Vorliegender Text
Wir sind gespannt darauf, wie die obengenannten Finanziers des Fanprojekts, der Verein Schalke 04 und natürlich die Schalker Fans auf die Nachrichten über ihren obersten Fanbetreuer reagieren werden. Dass jemand, der systematisch faschistische und reaktionäre Musikprojekte promotet und unterstützt und damit zwangsläufig auch rechtsextreme Gesinnung transportiert, Fanprojektleiter bei Schalke 04 ist, ist nicht hinnehmbar. Nicht zuletzt kann bei Schalke 04 ein Ausschluss aus dem Verein „bei unehrenhaften Verhalten innerhalb und außerhalb des Vereins“ erfolgen. „Insbesondere durch Kundgabe rassistischer oder ausländerfeindlicher Gesinnung“.

ANHANG:
Artikelsammlungen zu „Ostara“ im Zwischenfall: http://www.ruhr-uni-bochum.de/bsz/619/1b.html

Internetauftritt des Fanprojekts: http://www.gelsensport.de/Sportjugend/sportjugend_schalkerfanprojekt.asp

Informationen zu „Dernière Volonté“ und „HAURUCK!“

„Dernière Volonté“ („Der letzte Wille“) ist die Military-Pop-Band des französischen Musikers Geoffroy P. (bei Live-Auftritten in der Regel mit Trommler-Unterstützung). Als Band-Logo diente lange Zeit das Zeichen der in Frankreich stationierten SS-Division „Götz von Berlichingen“. Thematisch beschäftigt sich Geoffroy P. insbesondere mit Vichy-Frankreich, Kameradschaftlichkeit und der Gedankenwelt faschistischer und reaktionärer „Vordenker“.
So beteiligte sich Dernière Volonté 2001 mit dem Lied „Ma Foi Est Mon Combat“ („Mein Glaube ist mein Kampf“) an einem CD-Sampler zu Ehren des rumänischen Reaktionärs Corneliu Codreanu, Anführer des antisemitisch-nationalistischen Kampfbundes „Legion Erzengel Michael“.
Schnell jedoch wurde das alte Logo durch ein selbstentworfenes, unbedenkliches Symbol ausgetauscht. Die Nutzung von SS-Symbolik „bedauert“ Geoffroy P. nun öffentlich und beteuert zu der Teilnahme an dem Codreanu-Sampler förmlich genötigt worden zu sein. Interesse habe nur an dessen „gnostischer und föderaler Seite“ bestanden. Nach dieser Distanzierung, die über das rechte Internetportal „Neo-Form.de“ erfolgt ist, fährt er jedoch fort die „Intelligenz […] und [das] maßloses Werk“ Albert Speers, dem er mit „A.Speer“ ein Lied gewidmet hat, zu loben und bezeichnet es als ein „schreckliches Ende [..], dass A. Speer zu all diesen „verfemten“ Künstlern“ gehöre.

Bereitgestelltes Material
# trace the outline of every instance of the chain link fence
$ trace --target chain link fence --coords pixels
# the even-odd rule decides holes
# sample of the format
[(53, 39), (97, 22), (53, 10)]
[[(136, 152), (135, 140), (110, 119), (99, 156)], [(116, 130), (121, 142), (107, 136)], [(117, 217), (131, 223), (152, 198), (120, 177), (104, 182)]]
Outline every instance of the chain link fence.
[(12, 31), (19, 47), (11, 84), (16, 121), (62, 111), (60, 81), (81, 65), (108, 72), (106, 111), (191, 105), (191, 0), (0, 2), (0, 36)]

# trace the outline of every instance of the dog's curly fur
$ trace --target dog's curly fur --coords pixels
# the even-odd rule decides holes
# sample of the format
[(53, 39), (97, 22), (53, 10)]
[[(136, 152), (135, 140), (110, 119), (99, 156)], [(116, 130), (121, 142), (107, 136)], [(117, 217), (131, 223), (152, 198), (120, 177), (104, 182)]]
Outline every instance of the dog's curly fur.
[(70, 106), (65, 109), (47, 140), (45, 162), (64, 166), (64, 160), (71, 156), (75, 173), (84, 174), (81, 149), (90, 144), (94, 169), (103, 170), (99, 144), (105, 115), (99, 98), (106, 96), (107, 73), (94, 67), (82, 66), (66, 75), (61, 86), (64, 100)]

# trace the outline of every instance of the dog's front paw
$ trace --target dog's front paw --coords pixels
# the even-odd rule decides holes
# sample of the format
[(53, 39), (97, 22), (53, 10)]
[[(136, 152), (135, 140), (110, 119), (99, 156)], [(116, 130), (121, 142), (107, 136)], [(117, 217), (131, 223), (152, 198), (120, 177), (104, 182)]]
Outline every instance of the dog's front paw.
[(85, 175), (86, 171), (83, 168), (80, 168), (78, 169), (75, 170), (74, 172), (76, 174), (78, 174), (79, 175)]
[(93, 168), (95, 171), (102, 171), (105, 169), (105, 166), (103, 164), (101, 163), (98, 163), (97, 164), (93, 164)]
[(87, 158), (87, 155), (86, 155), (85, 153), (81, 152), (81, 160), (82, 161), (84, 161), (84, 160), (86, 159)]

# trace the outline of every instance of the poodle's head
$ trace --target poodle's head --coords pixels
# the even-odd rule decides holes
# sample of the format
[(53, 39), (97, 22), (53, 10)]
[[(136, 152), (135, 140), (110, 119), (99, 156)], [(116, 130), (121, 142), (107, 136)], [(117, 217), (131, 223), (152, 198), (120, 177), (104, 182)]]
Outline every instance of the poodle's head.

Aufgabenstellung
Führe den Text über den Schalker Fanprojektleiter im Anschluss an seinen letzten Satz fort. Die Zeilen sind eigenständiges Material und gehören nicht zum Text über den Schalker Fanprojektleiter.

Ergebnis
Trotz einiger ästhetischer „Entschärfungen“ – die Musik von Geoffroy P. wird zunehmend poppiger – bewegt Dernière Volonté sich inhaltlich weiterhin auf bekannten Pfaden. So auch auf ihrer neusten Veröffentlichung mit dem Titel „Devant Le Miroir“ („Vor dem Spiegel“). Die CD setze sich hauptsächlich mit dem Buch „Le Feu Follet“ („Das Irrlicht“) des Faschisten Pierre Drieu la Rochelle auseinander. (Ein Zitat von la Rochelle: „Wir europäischen Faschisten […]. Wir können beruhigt sterben. Wir haben eine Aufgabe vollbracht, die andere als wir in Europa nicht vollbringen konnten.“)
Die CD kommt in rechten Szene-Kreisen gut an. So erhält sie auch in der Zeitschrift „zwielicht“ (verlinkt auf der [krankpop]-Homepage) des rechten CD-Labels Eis&Licht (ebenfalls verlinkt bei [krankpop]) von Stephan Pockrandt eine – sehr aufschlussreiche – positive Kritik:
„[…] ihre Musik wurde poppiger […]. Ein streng militärisches Flair bleibt jedoch durch die militärischen Trommeln, das Bühnenoutfit und die virilen Texte, die den Wert der „Kameradschaft“ preisen, erhalten. […] „Devant Le Miroir“ sind die Pop-Elemente noch erheblich ausgebaut worden, atmosphärisch und konzeptionell bleibt jedoch alles beim Alten, und das ist auch gut so, denn ihr Stil ist einfach stimmig […] Textlich wird auf die großen Europäer Pierre Drieu La Rochelle und Guillaume Apollianaire zurückgegriffen“
Rochelle, seit 1934 Parteigänger des französischen Faschismus, leitete von 1940 bis ’43 die avantgardistische Literaturzeitschrift NRF und veröffentlichte drei Bücher. Nach dem Sieg der Alliierten beging er Selbstmord. Sein Grab ziert die letzte Seite des Booklets der CD „Devant Le Miroir“. Darüber steht der Text des Liedes „Die Freude Vor Dem Tod“ („La Joie Devant La Mort“).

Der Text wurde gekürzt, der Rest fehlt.